= PROMPT =
In the listing below, find the line with "TARGET: the large bare tree" and the line with "TARGET: the still water surface", then return them and every line between them exactly, minus the pictures.
○ ○ ○ ○ ○
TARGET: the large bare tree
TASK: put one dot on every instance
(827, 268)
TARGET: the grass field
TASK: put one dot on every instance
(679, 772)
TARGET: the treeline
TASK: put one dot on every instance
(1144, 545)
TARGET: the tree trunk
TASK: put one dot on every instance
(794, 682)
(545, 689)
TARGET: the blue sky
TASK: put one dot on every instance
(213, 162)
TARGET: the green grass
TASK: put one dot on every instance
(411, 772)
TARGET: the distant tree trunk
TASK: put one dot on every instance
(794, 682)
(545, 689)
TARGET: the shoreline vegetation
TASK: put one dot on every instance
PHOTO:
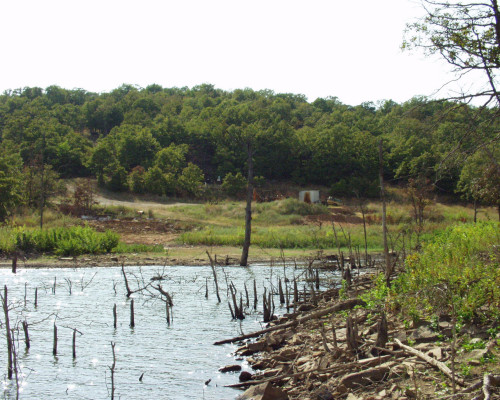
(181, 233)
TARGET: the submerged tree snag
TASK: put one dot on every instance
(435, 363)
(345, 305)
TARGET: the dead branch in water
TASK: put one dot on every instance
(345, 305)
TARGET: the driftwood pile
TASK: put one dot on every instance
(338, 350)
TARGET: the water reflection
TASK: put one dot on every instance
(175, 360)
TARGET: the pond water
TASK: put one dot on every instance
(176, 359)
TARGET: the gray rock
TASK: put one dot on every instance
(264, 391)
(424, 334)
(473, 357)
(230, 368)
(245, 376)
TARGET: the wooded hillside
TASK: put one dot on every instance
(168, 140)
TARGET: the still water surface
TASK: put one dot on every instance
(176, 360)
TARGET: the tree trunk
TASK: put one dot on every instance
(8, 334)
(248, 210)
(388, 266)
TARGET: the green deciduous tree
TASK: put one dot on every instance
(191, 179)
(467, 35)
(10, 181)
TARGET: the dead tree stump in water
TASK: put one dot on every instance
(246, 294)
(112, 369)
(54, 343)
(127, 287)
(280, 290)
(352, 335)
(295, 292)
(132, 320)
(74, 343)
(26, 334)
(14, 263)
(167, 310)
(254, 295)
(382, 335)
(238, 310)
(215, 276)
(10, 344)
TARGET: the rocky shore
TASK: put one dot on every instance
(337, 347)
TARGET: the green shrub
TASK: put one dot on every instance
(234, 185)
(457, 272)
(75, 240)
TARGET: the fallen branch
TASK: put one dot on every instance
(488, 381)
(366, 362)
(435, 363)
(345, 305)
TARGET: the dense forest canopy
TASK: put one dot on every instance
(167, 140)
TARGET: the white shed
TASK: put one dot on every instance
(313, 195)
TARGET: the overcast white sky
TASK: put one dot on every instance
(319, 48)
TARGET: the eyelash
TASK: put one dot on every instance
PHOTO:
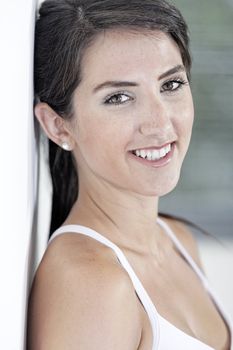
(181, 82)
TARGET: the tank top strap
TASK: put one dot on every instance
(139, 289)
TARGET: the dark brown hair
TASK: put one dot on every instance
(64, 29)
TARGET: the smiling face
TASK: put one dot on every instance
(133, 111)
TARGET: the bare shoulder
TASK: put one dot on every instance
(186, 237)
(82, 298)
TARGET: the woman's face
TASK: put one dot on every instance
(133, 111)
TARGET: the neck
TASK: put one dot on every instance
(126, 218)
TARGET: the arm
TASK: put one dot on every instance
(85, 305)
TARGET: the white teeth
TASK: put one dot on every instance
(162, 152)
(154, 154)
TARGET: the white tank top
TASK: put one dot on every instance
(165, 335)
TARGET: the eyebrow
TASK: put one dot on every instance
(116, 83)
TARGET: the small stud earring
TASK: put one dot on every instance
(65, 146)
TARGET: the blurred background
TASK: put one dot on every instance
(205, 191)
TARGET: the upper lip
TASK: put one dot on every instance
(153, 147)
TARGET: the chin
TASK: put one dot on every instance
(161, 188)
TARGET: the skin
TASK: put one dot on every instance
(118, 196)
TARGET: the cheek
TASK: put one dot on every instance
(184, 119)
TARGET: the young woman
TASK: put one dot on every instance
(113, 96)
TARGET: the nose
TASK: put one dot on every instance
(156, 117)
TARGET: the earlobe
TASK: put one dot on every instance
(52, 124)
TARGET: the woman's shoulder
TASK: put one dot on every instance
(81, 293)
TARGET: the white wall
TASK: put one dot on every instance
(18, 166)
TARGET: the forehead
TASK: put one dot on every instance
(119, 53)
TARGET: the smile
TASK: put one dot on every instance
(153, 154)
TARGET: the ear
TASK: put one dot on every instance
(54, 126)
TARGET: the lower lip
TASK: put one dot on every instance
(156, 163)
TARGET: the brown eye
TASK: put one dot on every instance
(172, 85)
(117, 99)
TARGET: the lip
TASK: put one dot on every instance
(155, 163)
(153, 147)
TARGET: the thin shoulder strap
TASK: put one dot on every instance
○ ○ ○ ○ ○
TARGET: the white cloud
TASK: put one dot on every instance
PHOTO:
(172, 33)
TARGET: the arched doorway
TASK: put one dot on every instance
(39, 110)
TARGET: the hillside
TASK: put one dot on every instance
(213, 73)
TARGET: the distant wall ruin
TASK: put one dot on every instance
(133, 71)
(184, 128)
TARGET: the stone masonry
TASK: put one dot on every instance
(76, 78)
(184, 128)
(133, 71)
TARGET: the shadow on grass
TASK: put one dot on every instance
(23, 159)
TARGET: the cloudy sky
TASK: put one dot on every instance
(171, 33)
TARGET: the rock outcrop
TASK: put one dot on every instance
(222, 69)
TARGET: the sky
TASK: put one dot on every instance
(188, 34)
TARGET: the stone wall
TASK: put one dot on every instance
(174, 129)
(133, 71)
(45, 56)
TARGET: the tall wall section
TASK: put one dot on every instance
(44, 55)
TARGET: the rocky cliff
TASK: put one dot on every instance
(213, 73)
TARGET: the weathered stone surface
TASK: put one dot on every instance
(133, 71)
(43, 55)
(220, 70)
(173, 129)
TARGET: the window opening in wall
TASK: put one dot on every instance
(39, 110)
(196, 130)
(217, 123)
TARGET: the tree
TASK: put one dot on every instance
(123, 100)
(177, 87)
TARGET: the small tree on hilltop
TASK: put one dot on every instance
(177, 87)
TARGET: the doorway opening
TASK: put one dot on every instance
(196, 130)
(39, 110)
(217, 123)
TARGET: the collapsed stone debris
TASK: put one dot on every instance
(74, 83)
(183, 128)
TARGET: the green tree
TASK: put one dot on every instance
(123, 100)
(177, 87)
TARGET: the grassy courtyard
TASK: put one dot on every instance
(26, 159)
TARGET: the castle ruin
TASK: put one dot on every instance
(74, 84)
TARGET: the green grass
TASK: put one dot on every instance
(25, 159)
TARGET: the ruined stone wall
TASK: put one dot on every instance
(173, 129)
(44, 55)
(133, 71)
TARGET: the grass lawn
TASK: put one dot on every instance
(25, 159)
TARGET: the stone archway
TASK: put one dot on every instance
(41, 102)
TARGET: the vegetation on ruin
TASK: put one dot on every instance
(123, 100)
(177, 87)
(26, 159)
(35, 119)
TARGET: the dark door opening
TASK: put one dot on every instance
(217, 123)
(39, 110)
○ ○ ○ ○ ○
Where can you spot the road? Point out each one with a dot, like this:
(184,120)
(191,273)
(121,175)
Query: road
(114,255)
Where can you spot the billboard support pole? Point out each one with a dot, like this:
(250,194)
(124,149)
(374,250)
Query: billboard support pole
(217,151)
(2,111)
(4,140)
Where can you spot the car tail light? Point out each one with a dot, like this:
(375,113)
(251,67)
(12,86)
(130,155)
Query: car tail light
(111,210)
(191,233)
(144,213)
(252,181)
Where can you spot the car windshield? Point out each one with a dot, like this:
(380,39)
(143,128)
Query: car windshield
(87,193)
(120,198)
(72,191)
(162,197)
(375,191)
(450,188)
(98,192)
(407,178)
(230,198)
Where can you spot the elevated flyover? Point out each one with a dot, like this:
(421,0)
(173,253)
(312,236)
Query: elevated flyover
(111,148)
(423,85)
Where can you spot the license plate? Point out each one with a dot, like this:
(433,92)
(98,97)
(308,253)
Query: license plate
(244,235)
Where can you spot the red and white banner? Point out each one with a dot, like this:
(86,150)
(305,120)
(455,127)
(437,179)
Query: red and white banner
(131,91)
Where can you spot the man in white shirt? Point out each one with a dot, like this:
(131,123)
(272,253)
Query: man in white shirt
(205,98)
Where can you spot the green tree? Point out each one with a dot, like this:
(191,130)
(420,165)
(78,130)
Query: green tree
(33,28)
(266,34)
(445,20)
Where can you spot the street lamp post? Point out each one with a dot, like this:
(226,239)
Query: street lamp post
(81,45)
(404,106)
○ ○ ○ ○ ○
= TASK RESULT =
TARGET: the large bare tree
TASK: put one dot on every instance
(827, 268)
TARGET: the grass field
TASK: put one dot on every instance
(679, 772)
TARGET: the treeline
TASK: put one dot on every instance
(1144, 545)
TARGET: the tree trunk
TASK: put one dot on every instance
(794, 682)
(545, 689)
TARGET: the blue sky
TASK: put one dot on every instance
(213, 162)
TARGET: the green grass
TASK: put one dot on every instance
(411, 772)
TARGET: the distant tree trunk
TASK: put one dot on every instance
(794, 682)
(545, 689)
TARGET: the shoreline vegetation
TASK: put one dot on every instance
PHOTO:
(181, 233)
TARGET: the submerged tree snag
TASK: put one dot on every instance
(435, 363)
(345, 305)
TARGET: the dead branch in water
TASK: put one dot on every instance
(345, 305)
TARGET: the driftwood pile
TASK: put one dot on every instance
(338, 350)
TARGET: the water reflection
TASK: put one dot on every instance
(175, 360)
TARGET: the pond water
TASK: put one dot on every instance
(176, 359)
TARGET: the gray rock
TASK: put one dot on every instance
(264, 391)
(424, 334)
(473, 357)
(230, 368)
(245, 376)
TARGET: the wooded hillside
TASK: put one dot on every instance
(168, 140)
TARGET: the still water surface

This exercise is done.